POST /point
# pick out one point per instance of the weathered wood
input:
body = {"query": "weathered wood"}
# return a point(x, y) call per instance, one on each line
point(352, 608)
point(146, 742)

- [Stated exercise]: Rewrite every line of the records, changing "weathered wood" to "old timber" and leaving all else as it is.

- [Task answer]:
POST /point
# pick out one point per instance of the old timber
input:
body = {"query": "old timber"}
# return a point(x, y) call per instance, one on each line
point(352, 608)
point(146, 742)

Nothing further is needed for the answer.